To do. This exercise calls for the listing to be set down exactly.

Material supplied.
==================================================

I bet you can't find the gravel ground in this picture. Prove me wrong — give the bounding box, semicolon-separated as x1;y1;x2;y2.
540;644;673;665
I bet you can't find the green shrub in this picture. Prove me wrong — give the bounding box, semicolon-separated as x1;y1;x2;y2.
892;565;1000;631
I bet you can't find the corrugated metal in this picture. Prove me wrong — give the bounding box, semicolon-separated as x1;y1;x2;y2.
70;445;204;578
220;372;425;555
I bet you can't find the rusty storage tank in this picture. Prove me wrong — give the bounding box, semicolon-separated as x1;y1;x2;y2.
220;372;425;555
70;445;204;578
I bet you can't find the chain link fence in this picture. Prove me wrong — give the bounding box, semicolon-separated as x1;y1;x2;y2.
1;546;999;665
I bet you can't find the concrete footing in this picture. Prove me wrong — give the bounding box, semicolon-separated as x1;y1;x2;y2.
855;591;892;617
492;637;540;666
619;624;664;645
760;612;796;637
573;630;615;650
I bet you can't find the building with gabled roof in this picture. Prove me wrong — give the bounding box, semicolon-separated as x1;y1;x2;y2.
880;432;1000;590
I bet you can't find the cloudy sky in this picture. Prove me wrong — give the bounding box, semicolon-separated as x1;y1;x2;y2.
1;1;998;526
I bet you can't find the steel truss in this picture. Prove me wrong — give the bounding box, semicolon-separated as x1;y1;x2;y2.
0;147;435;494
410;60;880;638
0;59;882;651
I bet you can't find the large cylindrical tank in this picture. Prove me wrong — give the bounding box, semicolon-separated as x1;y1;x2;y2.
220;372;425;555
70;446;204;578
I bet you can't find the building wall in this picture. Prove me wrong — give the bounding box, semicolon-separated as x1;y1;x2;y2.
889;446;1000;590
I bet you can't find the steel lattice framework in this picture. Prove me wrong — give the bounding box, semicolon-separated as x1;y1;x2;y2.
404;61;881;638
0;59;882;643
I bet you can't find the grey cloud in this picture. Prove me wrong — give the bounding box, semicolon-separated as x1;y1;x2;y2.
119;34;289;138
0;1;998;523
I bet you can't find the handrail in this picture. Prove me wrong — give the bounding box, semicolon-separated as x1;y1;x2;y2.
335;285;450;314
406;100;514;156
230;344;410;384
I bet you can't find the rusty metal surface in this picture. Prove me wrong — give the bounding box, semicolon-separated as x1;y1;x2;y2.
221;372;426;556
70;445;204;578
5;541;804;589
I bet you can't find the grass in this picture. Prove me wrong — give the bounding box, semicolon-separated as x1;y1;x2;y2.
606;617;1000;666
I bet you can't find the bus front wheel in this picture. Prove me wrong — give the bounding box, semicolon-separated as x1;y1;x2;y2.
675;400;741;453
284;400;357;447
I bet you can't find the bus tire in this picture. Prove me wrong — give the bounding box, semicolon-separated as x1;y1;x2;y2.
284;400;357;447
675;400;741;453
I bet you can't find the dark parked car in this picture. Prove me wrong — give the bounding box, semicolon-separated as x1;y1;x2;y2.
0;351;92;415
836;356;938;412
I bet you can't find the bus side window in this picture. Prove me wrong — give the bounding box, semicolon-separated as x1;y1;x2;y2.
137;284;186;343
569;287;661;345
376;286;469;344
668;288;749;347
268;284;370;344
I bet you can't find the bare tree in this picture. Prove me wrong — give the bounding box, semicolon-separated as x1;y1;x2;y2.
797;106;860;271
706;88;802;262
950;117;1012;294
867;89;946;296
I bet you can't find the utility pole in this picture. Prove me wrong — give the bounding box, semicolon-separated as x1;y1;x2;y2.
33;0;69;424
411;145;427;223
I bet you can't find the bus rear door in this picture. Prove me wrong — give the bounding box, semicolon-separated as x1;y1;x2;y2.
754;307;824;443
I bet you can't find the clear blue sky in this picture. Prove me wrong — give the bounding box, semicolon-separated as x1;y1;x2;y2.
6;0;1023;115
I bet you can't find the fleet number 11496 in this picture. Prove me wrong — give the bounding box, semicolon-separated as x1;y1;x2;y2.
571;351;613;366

==================================================

Written answer.
I bet you can't find the gravel ground in this picture. Prove me wrong — give the bounding box, semicolon-separated as x1;y1;x2;y2.
540;644;673;665
I bet you can't find the green shrub in this picture. Prove me wrong — give the bounding box, semicolon-separated as x1;y1;x2;y2.
892;565;1000;631
I bet you can't find the corrugated metal in this picture. Prove me wrong — give the bounding box, semicolon-separated as x1;y1;x2;y2.
70;445;204;578
220;372;425;555
I bet you can't find the rusty storage tank in this picture. Prove me wrong — give the bounding box, semicolon-separated as x1;y1;x2;y2.
220;372;425;555
70;445;204;578
I bet you can't find the chain link fence in this picture. Prove me wrong — give the bounding box, semicolon-separated as x1;y1;x2;y2.
1;546;999;665
I bet you can't find the concrete footing in this picture. Prove me wrong — give the bounding box, semicolon-separated as x1;y1;x2;y2.
855;591;892;617
492;637;540;666
619;624;664;645
760;612;796;637
573;630;615;650
I bet you can't find the building with gabled roof in this picture. Prove me wrong — give the bounding box, semicolon-separated as x1;y1;x2;y2.
880;432;1000;590
I bet you can't find the cloudy sky in this picture. Prove me wrong — give the bounding box, semicolon-separated as x1;y1;x2;y2.
1;1;998;526
I bet you can't find the steel truss in this picture. Prove me wrong — give the bounding box, semicolon-separated as x1;y1;x2;y2.
0;147;435;494
410;60;880;638
0;59;882;651
I bet you can't find the large cylindrical tank in this picture. Prove me wrong — give the bounding box, semicolon-separated as x1;y1;x2;y2.
220;372;425;555
70;446;204;578
I bet you can't find the building wall in this picture. Prove me wrong — give the bounding box, semicolon-separated as x1;y1;x2;y2.
889;446;1000;590
I bet you can't find the steel lattice framework in this picture. Prove me wrong — give the bounding box, semicolon-separated as x1;y1;x2;y2.
404;61;881;638
0;59;882;643
I bet you can't find the grey cloud in this picture. Prove me wrong — give the bounding box, semicolon-separated as x1;y1;x2;y2.
119;34;289;138
0;1;998;523
I bet you can't find the handrail in this picture. Prove me wrong — give the bounding box, semicolon-separated as x1;y1;x2;y2.
335;285;450;314
406;100;514;156
230;344;410;384
I bet you can't find the rusty metal surface in this picture. Prove me wrong — give the bounding box, semicolon-separated as x1;y1;x2;y2.
221;372;426;556
70;445;204;578
5;541;804;589
I bet you can't find the grass in this picture. Prove me wrong — give the bounding box, semicolon-separated as x1;y1;x2;y2.
606;617;1000;666
I bet you can't find the bus front wheel in this picture. Prove me wrong — give the bounding box, semicolon-separated as x1;y1;x2;y2.
675;400;741;453
284;400;357;447
I bet you can't find the bus tire in this picture. Prove me wrong — give the bounding box, semicolon-separated as x1;y1;x2;y2.
284;400;357;447
675;400;741;453
I bet you can't find the dark parked car in this picture. Prove me wrong — give the bounding box, semicolon-separated as x1;y1;x2;y2.
0;351;92;415
836;356;938;412
I bet you can't find the bus side window in this picture. Prove me wrong — give the bounding box, semicolon-separated as x1;y1;x2;y2.
137;284;186;343
569;287;661;345
376;286;469;344
668;288;749;347
268;284;370;344
I bet you can't find the bare tree in this picture. Prove me wrong — give the bounding box, semicolon-separated as x1;y1;x2;y2.
797;106;860;271
706;88;802;262
950;117;1012;294
867;89;946;296
I bet you can't find the utility pole in this picture. Prove me wrong — give the bounding box, semicolon-separated as x1;y1;x2;y2.
33;0;69;424
411;145;427;223
I bet you can't find the bus rear door in this picture. Prove me wrong — give the bounding box, semicolon-separated as x1;y1;x2;y2.
754;307;824;443
I bet you can't find the clear blue sky in this picture. Prove me wrong — give the bounding box, semicolon-separated as x1;y1;x2;y2.
6;0;1023;115
I bet you can't find the fleet number 11496 in this picture. Prove me wrong — give the bounding box, semicolon-separated as x1;y1;x2;y2.
571;351;613;366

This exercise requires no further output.